What you need to do>
Rewrite the lines below with "Put a dot on" swapped for "Mark" everywhere it occurs, changing nothing else. Leave the pictures out.

Supplied material>
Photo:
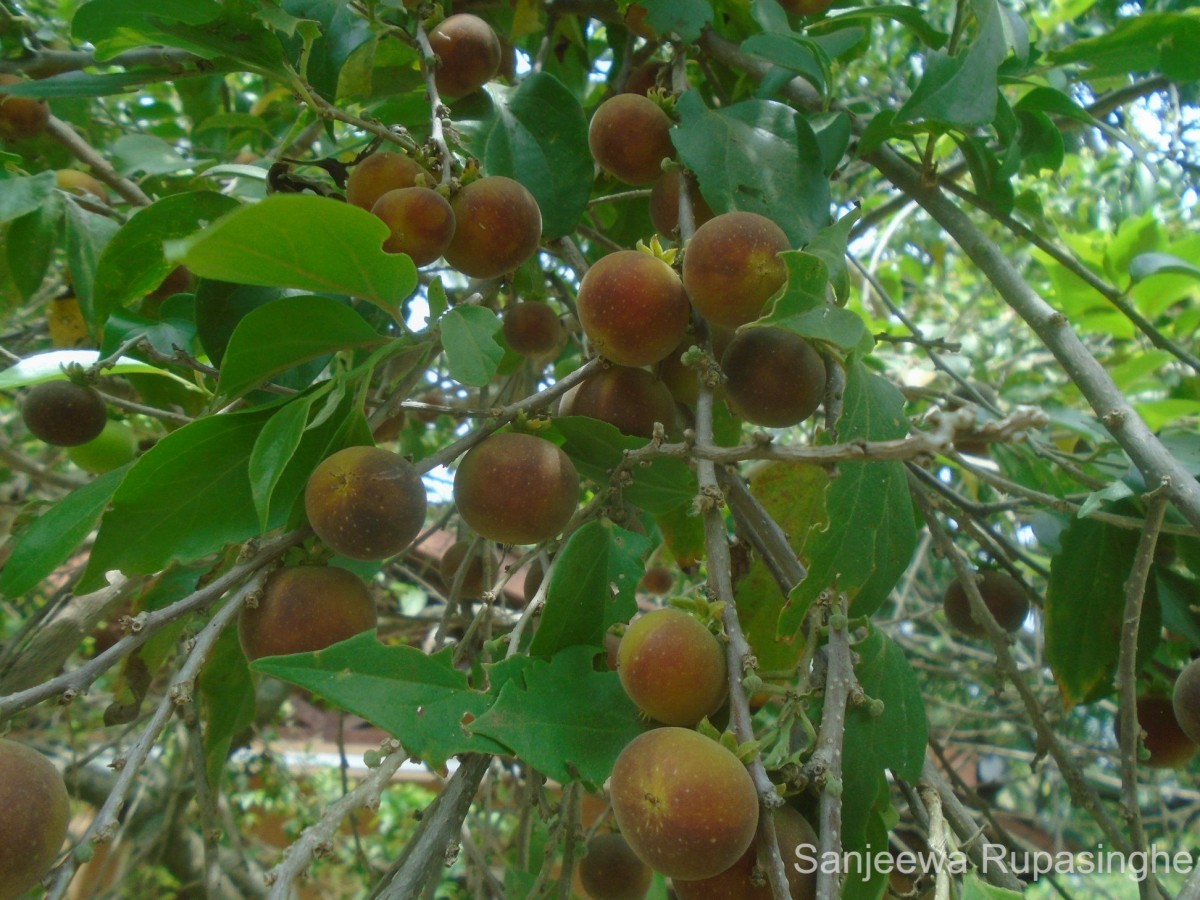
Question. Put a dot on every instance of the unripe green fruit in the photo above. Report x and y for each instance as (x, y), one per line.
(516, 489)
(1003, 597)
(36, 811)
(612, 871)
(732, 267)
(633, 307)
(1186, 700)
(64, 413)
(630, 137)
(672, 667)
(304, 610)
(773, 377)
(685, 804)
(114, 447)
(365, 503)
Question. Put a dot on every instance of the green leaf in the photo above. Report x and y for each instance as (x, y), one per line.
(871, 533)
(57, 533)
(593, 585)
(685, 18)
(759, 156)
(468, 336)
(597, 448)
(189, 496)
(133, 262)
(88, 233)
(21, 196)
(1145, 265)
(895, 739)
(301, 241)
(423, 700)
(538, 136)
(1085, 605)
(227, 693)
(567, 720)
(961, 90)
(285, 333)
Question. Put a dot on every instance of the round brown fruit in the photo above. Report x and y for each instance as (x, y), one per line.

Problem solution>
Photo:
Question. Mark every instance of the unripe green fruit in the photo above. Report x and y for each instance as (x, y), one per line.
(516, 489)
(1003, 597)
(36, 811)
(612, 871)
(732, 267)
(633, 307)
(1186, 700)
(64, 413)
(630, 137)
(672, 667)
(304, 610)
(773, 377)
(685, 804)
(114, 447)
(365, 503)
Question. Mark every instance of the green leaf in the photo above. Report x and y for each instance as (x, y), one per line.
(871, 533)
(57, 533)
(593, 585)
(685, 18)
(759, 156)
(468, 336)
(597, 448)
(189, 496)
(133, 262)
(88, 233)
(21, 196)
(1145, 265)
(895, 739)
(301, 241)
(423, 700)
(538, 136)
(1085, 605)
(227, 693)
(567, 720)
(961, 90)
(285, 333)
Question. Mark every instance of the round brown fruit in the photo above. Report x and y for each instance as (x, y), one per line.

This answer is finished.